Short exercise: Reproduce verbatim the stretch from "Below is a list—compiled" through "vault last summer." in the passage on artworks lost during World War II.

Given passage:
------------------------------------------------------------
Friday, February 21, 2014

Millennium - The Reconstruction Era

One of the many legacies of the Third Reich is its purge of private art collections. Up to 200,000 art works are thought to have gone missing during the war, says Katya Hills, client development manager at the London-based Art Loss Register, the world’s largest database of lost and stolen art.
The organization is currently on the hunt for 30,000 items listed as looted or missing from this era.
Below is a list—compiled by the Art Loss Register—of the most valuable and famous artworks to have been lost or stolen during World War II. Hills hopes that some of the works may be among the over 1,400 items revealed to have been found in the latest Nazi art bust.

- Raphael, Portrait of a Young Man, 1513/14
Regarded by art historians as Poland’s most famous art loss from WWII, Portrait of a Young Man was taken from the Czartoryski’s family collection in Krakow to be placed in Hitler’s Fuhrer museum in 1939. It went missing at the end of the war, but unverified rumors suggest it was found in a Swiss bank vault last summer.
- Andreas Schlüter: The Amber Room, 18th Century (photo of reconstruction by Polly Gibson)
Dubbed the “Eight Wonder of the World”, this room was made with over six tons of amber and once belonged to the King of Prussia, Peter the Great. It’s thought to have been looted during WWII by the Nazis and taken to the city of Königsberg, never to be seen again. There is however a reconstructed version in the Catherine Palace in St. Petersburg, Russia.
- Vincent van Gogh, The Painter on the Road to Tarascon, 1888
Among van Gogh’s most cherished pieces, this is thought to have burned when the Allied bombed the town of Magdeburg, setting alight the museum it was housed in.
- Giovanni Bellini, Madonna with Child, c.1430
This was evacuated in the early 1940s from a museum in Berlin to be housed in a flak tower in Berlin-Friedrichshain, located within Russian control at the time. Most of the objects in the tower were either looted or presumed destroyed, including Bellini’s Madonna.
- Gustav Klimt, Portrait of Trude Steiner, 1900
A portrait of Viennese collector Jenny Steiner’s daughter, it was seized by the Nazis after she fled Austria in 1938 and subsequently sold in 1941 to an unknown individual, not to be seen since.
------------------------------------------------------------
Given information:
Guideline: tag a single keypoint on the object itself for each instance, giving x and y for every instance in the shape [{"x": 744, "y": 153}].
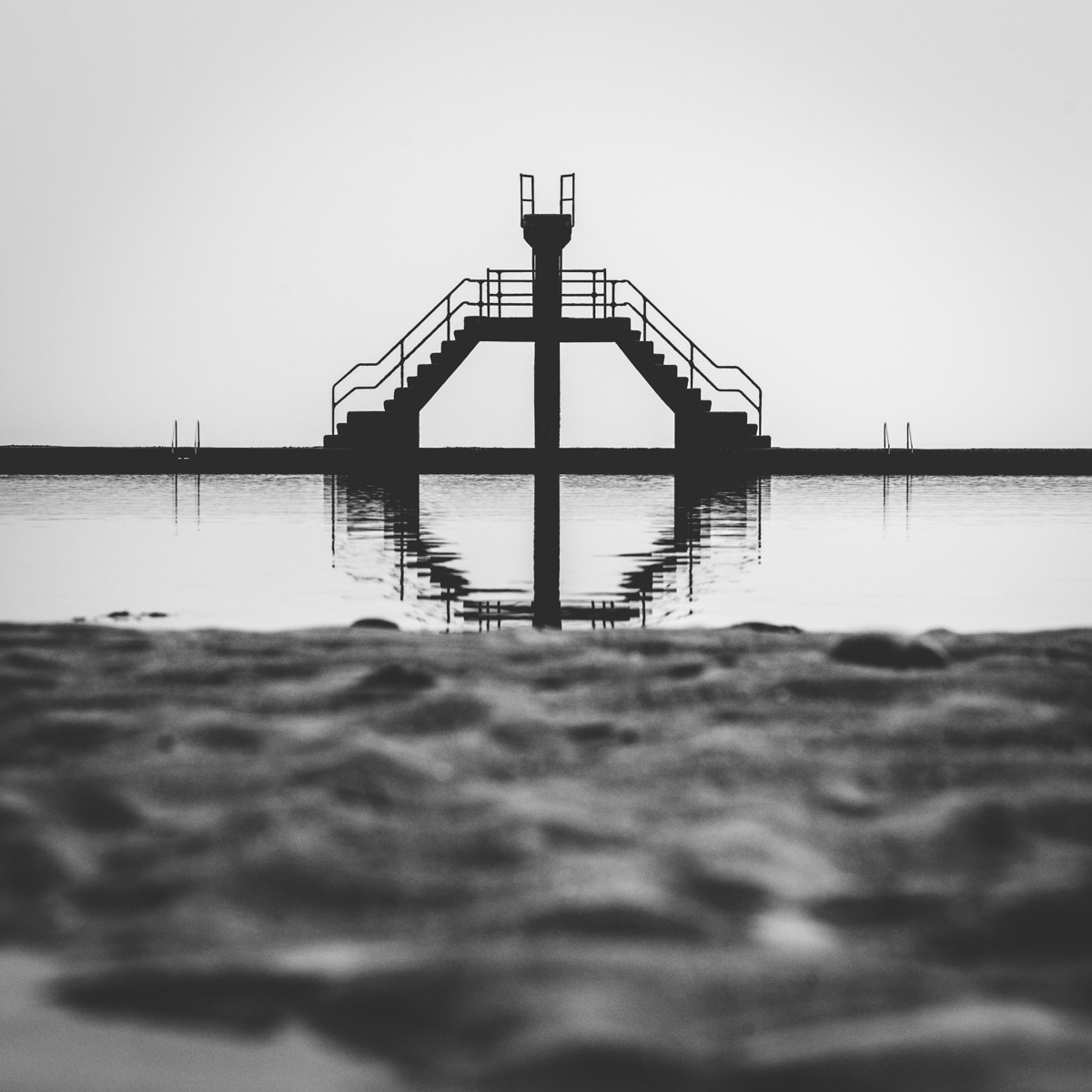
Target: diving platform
[{"x": 545, "y": 306}]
------------------------------------------------------------
Reply:
Below is a list—compiled by the Art Loss Register—of the most valuable and famous artworks to have been lost or stolen during World War II. Hills hopes that some of the works may be among the over 1,400 items revealed to have been found in the latest Nazi art bust.

- Raphael, Portrait of a Young Man, 1513/14
Regarded by art historians as Poland’s most famous art loss from WWII, Portrait of a Young Man was taken from the Czartoryski’s family collection in Krakow to be placed in Hitler’s Fuhrer museum in 1939. It went missing at the end of the war, but unverified rumors suggest it was found in a Swiss bank vault last summer.